(Record set Opens)

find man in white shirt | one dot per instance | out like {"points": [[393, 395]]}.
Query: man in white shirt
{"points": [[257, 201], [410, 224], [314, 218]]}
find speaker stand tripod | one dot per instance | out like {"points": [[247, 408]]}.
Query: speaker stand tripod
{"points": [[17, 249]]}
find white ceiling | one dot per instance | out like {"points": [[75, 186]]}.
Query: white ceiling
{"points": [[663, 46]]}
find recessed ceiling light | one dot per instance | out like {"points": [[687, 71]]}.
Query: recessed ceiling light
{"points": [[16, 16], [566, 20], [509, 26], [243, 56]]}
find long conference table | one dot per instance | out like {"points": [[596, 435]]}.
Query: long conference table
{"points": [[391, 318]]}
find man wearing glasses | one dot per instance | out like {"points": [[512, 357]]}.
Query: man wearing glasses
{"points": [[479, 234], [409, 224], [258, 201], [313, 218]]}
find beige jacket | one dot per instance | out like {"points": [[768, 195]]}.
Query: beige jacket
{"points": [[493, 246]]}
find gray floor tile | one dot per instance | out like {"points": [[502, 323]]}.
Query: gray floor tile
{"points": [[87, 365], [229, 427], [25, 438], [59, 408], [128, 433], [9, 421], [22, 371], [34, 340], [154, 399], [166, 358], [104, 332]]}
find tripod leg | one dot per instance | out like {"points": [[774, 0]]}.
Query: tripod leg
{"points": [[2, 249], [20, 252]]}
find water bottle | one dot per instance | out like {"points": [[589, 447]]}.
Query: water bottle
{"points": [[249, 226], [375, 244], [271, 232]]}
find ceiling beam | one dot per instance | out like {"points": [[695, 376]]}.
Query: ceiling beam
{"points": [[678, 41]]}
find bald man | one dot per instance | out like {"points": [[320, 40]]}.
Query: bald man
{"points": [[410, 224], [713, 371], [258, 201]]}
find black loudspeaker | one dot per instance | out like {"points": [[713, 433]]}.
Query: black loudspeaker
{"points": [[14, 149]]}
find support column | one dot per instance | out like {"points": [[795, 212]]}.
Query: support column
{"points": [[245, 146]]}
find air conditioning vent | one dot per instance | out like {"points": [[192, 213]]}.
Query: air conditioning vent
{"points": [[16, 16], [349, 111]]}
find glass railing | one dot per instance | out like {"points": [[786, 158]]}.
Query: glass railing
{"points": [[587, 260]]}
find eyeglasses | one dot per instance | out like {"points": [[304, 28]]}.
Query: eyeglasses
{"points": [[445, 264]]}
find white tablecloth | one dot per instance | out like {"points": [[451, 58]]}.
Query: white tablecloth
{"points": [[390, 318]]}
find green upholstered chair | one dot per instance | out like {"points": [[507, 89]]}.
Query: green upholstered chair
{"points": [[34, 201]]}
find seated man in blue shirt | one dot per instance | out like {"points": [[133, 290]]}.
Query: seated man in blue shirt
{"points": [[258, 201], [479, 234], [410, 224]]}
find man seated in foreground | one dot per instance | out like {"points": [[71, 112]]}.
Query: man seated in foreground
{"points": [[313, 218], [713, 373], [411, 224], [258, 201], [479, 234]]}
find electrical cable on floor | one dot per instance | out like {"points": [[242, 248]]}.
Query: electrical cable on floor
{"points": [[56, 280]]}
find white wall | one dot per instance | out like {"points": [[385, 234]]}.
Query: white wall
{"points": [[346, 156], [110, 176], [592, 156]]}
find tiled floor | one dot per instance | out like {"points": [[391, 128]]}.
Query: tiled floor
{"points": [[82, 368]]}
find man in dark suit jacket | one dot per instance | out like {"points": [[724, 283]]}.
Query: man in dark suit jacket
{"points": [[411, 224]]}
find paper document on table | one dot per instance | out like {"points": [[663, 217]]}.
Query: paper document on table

(Record set Closes)

Brief: In your reply, restate exactly the lines from the start of the records above through the line holding "find recessed ceiling", including both, and nothing else.

Answer to this problem:
find man in white shirt | one dot per instance | out like {"points": [[393, 395]]}.
Query: man in white shirt
{"points": [[257, 201], [410, 224], [314, 218]]}
find speaker stand tripod | one dot per instance | out like {"points": [[247, 408]]}.
Query: speaker stand tripod
{"points": [[17, 249]]}
find white ceiling | one dot per instance | out like {"points": [[75, 186]]}.
Query: white ceiling
{"points": [[663, 46]]}
find recessed ceiling light | one dot per instance | out like {"points": [[687, 71]]}.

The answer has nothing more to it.